■ TASK STATEMENT: Render each of the records below as a numbered list item, leaving out any blank lines.
DATA EXTRACT start
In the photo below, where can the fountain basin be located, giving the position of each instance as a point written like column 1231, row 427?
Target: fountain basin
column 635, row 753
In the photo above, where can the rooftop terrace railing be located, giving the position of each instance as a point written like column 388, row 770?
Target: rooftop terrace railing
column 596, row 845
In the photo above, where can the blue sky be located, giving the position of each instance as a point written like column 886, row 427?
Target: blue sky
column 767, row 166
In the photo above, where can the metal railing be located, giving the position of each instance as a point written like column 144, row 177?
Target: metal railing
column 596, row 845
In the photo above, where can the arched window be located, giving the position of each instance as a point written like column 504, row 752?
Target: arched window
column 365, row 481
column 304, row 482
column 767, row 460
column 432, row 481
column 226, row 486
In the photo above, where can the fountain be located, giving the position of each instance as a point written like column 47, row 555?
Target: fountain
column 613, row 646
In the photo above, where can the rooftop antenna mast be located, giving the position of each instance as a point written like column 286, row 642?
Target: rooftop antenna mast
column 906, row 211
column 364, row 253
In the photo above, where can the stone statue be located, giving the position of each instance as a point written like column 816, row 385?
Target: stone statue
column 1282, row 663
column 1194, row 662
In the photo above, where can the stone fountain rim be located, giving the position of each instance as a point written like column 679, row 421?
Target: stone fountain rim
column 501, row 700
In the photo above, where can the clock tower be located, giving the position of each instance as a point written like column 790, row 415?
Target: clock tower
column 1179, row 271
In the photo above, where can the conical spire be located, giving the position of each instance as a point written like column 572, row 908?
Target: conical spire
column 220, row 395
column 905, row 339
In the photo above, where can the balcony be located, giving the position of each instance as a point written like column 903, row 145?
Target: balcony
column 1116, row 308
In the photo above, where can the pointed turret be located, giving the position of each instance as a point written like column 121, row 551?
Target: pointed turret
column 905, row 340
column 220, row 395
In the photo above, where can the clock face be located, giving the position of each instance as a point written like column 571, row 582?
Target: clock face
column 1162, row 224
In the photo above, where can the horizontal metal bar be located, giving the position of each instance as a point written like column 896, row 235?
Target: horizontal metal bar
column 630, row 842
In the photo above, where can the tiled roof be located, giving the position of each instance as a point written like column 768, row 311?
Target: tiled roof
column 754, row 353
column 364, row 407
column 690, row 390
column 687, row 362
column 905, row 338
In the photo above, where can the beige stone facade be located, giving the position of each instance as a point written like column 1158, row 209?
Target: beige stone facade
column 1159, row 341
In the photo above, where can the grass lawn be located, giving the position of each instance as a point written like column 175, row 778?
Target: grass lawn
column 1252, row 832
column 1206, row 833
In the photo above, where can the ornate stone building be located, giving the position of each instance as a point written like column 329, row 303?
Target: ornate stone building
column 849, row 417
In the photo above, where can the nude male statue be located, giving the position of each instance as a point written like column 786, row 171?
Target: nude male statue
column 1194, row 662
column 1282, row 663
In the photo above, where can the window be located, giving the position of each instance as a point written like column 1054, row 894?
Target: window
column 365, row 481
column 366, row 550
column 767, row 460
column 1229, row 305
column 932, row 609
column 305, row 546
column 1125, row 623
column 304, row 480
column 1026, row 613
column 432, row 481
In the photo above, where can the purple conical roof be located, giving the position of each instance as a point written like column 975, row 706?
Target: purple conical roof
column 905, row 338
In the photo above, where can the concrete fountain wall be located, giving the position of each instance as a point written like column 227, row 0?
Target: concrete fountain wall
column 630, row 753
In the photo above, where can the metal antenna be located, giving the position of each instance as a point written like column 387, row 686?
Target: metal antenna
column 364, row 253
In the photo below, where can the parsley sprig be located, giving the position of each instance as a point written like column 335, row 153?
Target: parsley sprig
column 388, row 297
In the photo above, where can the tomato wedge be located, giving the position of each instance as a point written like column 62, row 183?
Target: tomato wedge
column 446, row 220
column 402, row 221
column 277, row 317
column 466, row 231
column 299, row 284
DATA EXTRACT end
■ EXERCISE OUTPUT:
1. In the photo below, where can the fountain basin be located, giving the position of each instance as a point written like column 1231, row 427?
2. Target: fountain basin
3. column 635, row 753
4. In the photo above, where can the rooftop terrace railing be located, giving the position of each instance as a point written like column 388, row 770?
5. Target: rooftop terrace railing
6. column 596, row 845
7. In the photo above, where can the blue sky be located, giving the position of each instance as a point written like column 886, row 427?
8. Target: blue sky
9. column 767, row 166
10. In the photo above, where can the metal railing be located, giving the position of each instance as a point written like column 144, row 177?
11. Target: metal railing
12. column 596, row 845
13. In the photo above, where can the arched window be located, giving the position of each instance as a point written like column 504, row 752?
14. Target: arched window
15. column 365, row 481
16. column 304, row 482
17. column 767, row 460
18. column 432, row 481
19. column 226, row 486
20. In the photo above, where can the fountain be located, giving the position of each instance as a point written like column 47, row 555?
21. Target: fountain
22. column 613, row 646
23. In the photo above, where can the rooftop antenna mast be located, giving the position of each instance as a point written like column 286, row 642?
24. Target: rooftop antenna mast
25. column 906, row 211
26. column 364, row 253
27. In the photo above, where can the stone statue be located, giving the position of each instance as a point written like column 816, row 385?
28. Target: stone statue
29. column 1282, row 663
30. column 1194, row 662
31. In the photo above, where can the stone fountain rim be located, giving the position of each instance as a point written like column 679, row 421?
32. Target: stone fountain rim
33. column 501, row 700
34. In the photo above, where can the clock tower be located, giving the position of each instance as a point written like column 790, row 415?
35. Target: clock tower
36. column 1179, row 271
37. In the photo above, where can the conical spire be located, giving the position of each instance as a point written like column 572, row 908?
38. Target: conical spire
39. column 220, row 395
40. column 905, row 339
41. In the photo above, where can the balcony be located, giving the position of each instance as a point written like column 903, row 145?
42. Target: balcony
43. column 1116, row 308
44. In the photo above, where can the pointed turret be located, giving the position of each instance as a point written like column 121, row 551?
45. Target: pointed turret
46. column 905, row 340
47. column 220, row 395
48. In the photo above, where can the clock face be located, giving the position of each instance as a point written like column 571, row 582?
49. Target: clock face
50. column 1162, row 224
51. In the photo above, where can the horizontal metal bar be located, giving the position of each instance as a point written like column 896, row 235?
52. Target: horizontal metal bar
53. column 630, row 842
54. In the photo above, where can the tiled roof be located, giving the position of each instance as a point written like column 768, row 311?
55. Target: tiled roof
56. column 754, row 353
57. column 364, row 407
58. column 690, row 390
59. column 687, row 362
60. column 905, row 338
61. In the photo above, where can the beige stone facade be located, giving the position of each instance as a point written like column 1158, row 209?
62. Target: beige stone facade
63. column 1159, row 341
64. In the photo above, where can the grass lawn be located, giving the position of each instance as a point written like column 175, row 778?
65. Target: grass lawn
66. column 1252, row 832
67. column 1206, row 833
68. In the photo above, where can the ornate stone building be located, giving the position of each instance as a point written like column 329, row 303?
69. Target: ornate stone building
70. column 849, row 417
71. In the photo above, where can the nude male statue be located, giving the position of each instance as a point written like column 786, row 171?
72. Target: nude male statue
73. column 1194, row 662
74. column 1282, row 663
75. In the photo above, where can the window be located, giving the position of each instance as a point written like column 1054, row 894?
76. Target: window
77. column 365, row 481
78. column 366, row 550
79. column 767, row 460
80. column 1229, row 305
81. column 932, row 609
82. column 305, row 546
83. column 1125, row 623
84. column 304, row 480
85. column 1026, row 613
86. column 432, row 481
87. In the photo above, where can the purple conical roof be located, giving the position of each instance as a point written like column 975, row 706?
88. Target: purple conical roof
89. column 905, row 338
90. In the photo above, where can the concrete fountain wall be located, giving the position of each instance as a point written like column 227, row 0?
91. Target: concrete fountain wall
92. column 630, row 753
93. In the photo above, where can the metal antenna be located, giving the position of each instance as a point written like column 387, row 686?
94. Target: metal antenna
95. column 364, row 253
96. In the photo below, where can the parsley sprig be located, giving the position of each instance as a point written like column 335, row 153?
97. Target: parsley sprig
98. column 388, row 297
99. In the photo above, where can the tomato wedge be located, giving the position of each instance as a point written like column 62, row 183?
100. Target: tomato wedge
101. column 446, row 220
102. column 402, row 221
103. column 277, row 317
104. column 466, row 231
105. column 299, row 284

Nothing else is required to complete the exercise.